▶ _Work instruction_
Without skipping anything, print all of the data exactly.

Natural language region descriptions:

"""

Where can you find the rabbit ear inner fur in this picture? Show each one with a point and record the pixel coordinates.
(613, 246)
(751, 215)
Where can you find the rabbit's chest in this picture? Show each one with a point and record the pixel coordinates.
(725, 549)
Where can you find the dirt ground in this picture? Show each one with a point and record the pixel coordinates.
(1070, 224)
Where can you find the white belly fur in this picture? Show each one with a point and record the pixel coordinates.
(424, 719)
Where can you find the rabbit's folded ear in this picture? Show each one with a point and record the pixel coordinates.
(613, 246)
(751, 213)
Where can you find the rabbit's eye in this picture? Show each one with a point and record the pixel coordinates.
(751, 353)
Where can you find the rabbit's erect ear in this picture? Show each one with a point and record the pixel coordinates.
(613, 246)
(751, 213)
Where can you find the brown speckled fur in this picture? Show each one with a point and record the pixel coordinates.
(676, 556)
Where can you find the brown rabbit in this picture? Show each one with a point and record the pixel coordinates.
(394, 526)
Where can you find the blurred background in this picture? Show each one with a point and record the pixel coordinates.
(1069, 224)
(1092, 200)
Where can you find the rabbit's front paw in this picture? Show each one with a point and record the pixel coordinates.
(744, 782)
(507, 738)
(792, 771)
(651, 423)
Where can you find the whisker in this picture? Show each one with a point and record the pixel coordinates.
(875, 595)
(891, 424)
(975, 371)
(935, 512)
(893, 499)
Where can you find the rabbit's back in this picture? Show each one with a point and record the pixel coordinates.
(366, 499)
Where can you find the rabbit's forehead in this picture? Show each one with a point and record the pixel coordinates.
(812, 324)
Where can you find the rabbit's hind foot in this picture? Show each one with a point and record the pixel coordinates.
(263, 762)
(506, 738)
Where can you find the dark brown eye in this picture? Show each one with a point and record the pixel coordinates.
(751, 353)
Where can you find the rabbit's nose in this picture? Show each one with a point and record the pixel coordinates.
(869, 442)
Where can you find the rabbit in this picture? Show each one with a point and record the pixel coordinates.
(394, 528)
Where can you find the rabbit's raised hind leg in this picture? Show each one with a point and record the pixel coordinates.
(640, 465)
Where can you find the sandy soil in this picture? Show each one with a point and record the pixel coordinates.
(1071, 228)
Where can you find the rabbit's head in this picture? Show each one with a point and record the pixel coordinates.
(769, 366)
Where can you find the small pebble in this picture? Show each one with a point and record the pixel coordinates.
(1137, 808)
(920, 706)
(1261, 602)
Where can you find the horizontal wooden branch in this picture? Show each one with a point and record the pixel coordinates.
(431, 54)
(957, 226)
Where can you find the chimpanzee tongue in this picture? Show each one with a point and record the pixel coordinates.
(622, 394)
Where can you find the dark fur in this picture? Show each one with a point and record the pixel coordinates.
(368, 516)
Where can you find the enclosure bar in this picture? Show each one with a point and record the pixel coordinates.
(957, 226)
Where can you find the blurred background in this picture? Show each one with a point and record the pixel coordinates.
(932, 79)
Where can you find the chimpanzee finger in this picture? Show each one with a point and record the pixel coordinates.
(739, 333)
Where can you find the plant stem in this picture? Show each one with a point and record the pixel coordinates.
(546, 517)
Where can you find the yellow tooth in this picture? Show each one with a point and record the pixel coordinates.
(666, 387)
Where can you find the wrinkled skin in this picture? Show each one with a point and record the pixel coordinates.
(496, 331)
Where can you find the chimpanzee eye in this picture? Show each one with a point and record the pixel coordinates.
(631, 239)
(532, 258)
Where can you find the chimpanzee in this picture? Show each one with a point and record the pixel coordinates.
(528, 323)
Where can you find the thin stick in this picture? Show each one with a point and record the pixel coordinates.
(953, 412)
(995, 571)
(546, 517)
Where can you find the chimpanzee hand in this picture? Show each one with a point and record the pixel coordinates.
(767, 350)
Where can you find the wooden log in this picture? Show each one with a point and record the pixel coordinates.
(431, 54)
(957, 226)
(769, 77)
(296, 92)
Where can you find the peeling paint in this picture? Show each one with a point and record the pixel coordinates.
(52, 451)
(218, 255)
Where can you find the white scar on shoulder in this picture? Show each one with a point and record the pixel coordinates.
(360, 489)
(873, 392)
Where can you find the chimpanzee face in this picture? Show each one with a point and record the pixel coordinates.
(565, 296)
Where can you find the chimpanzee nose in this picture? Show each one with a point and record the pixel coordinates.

"""

▶ _Written solution_
Where can you find the rabbit ear inner fur in this picture? Show each one with a point and record the pixel coordinates.
(613, 246)
(751, 215)
Where can you find the rabbit's chest in this picture? Show each one with a point and record the pixel coordinates.
(725, 549)
Where can you find the dirt ground in this picture? Show each one with a point and record the pixel coordinates.
(1070, 224)
Where can you find the white belly fur in this picture? Show each one with a point and record the pixel coordinates.
(424, 719)
Where can you find the rabbit's folded ear in this picture? Show each one with a point and record the pixel coordinates.
(613, 246)
(751, 213)
Where can you find the rabbit's eye in this picture? Show each one with a point and record the pixel coordinates.
(751, 353)
Where can you find the rabbit's erect ear in this picture? Show each one with a point and record the pixel coordinates.
(613, 246)
(751, 213)
Where can you find the brown speckled fur in this picture? Show each one with a point and record the pixel coordinates.
(676, 556)
Where can you find the brown rabbit in this picture? Show each one with a point and record the pixel coordinates.
(394, 526)
Where can you find the blurred background in this picture? Show each one with a point and record the pixel coordinates.
(1069, 224)
(1092, 200)
Where can you find the rabbit's front paw in this picture? Show each one with a point and record the pixel coordinates.
(744, 782)
(507, 738)
(792, 771)
(651, 423)
Where can you find the whisker in this picture? Show each one with a point and record the pixel coordinates.
(875, 595)
(891, 424)
(975, 371)
(935, 512)
(893, 499)
Where can you find the rabbit's back in this picture? Show each one with a point and record the pixel coordinates.
(366, 499)
Where can you find the rabbit's forehead in this picture? Show each one with a point and record the pixel coordinates.
(812, 324)
Where can you find the rabbit's hind foot in this picture? Show each one with a point and record the pixel coordinates.
(263, 762)
(506, 738)
Where can you find the dark brown eye in this picture? Show each one with a point and record the pixel coordinates.
(751, 353)
Where can you find the rabbit's nose in this picture? Show each one with a point and record the pixel coordinates.
(869, 442)
Where can you find the rabbit in this picture? Show each one with a point and record the pixel coordinates.
(394, 528)
Where can you find the rabbit's raised hind leg in this picture? Show each one with a point and record the pixel coordinates.
(640, 465)
Where can you find the sandy soil in this picture? Show each one with a point and record the pixel coordinates.
(1071, 228)
Where can you find the rabbit's head in this picture? Show each one with a point and record the pixel coordinates.
(769, 366)
Where can you find the small pebble in this picture? Show each one with a point and record the pixel coordinates.
(1137, 808)
(920, 706)
(1261, 602)
Where can you find the horizontal wooden branch in this picture? Show each one with a point and record the pixel coordinates.
(431, 54)
(957, 226)
Where can you find the chimpanzee tongue in this picture? Show each one with a point and record the pixel coordinates.
(622, 394)
Where can you find the dark fur in this picture? Show each one with a point and record the pixel coordinates.
(368, 516)
Where can you find the enclosure bar in this picture? Show each one with a point and record the pixel coordinates.
(957, 226)
Where can you find the blurred background in this picture? Show each one with a point and record the pixel coordinates.
(932, 79)
Where can you find the chimpanzee finger in this picture? Show each one with a point and record the pixel coordinates.
(739, 333)
Where can you find the plant stem in this picture? Show each one with a point and record the pixel coordinates.
(546, 517)
Where can you find the yellow tooth in this picture? Show each one with a point and record the pixel coordinates.
(666, 387)
Where can you find the wrinkled skin in this picture? Show each one with a point and record the pixel coordinates.
(496, 331)
Where can you find the chimpanzee eye in this picture? Show each one with a point and record the pixel coordinates.
(631, 239)
(532, 258)
Where can you find the chimpanzee in this picture? Show each one with a point and record the pixel coordinates.
(528, 323)
Where can you find the thin stick in this picture? Show each one with a point and record the pixel coordinates.
(953, 412)
(995, 571)
(546, 517)
Where can you find the chimpanzee hand in this picture? Show each one with a point and record the pixel coordinates.
(767, 350)
Where can you find the wooden log in this picture? Show each one with a point and record the pixel coordinates.
(431, 54)
(957, 226)
(769, 77)
(296, 92)
Where can you find the peeling paint in this picture? Show each one with a point and record the pixel coordinates.
(52, 451)
(218, 255)
Where can you find the white scar on shoulder in this picture? Show each one with a point and record the pixel coordinates.
(360, 489)
(873, 392)
Where can you find the chimpanzee face in this picture? Show each one with a point and record the pixel coordinates.
(565, 296)
Where can you find the chimpanzee nose in this picture? Show each one with a point and record the pixel coordinates.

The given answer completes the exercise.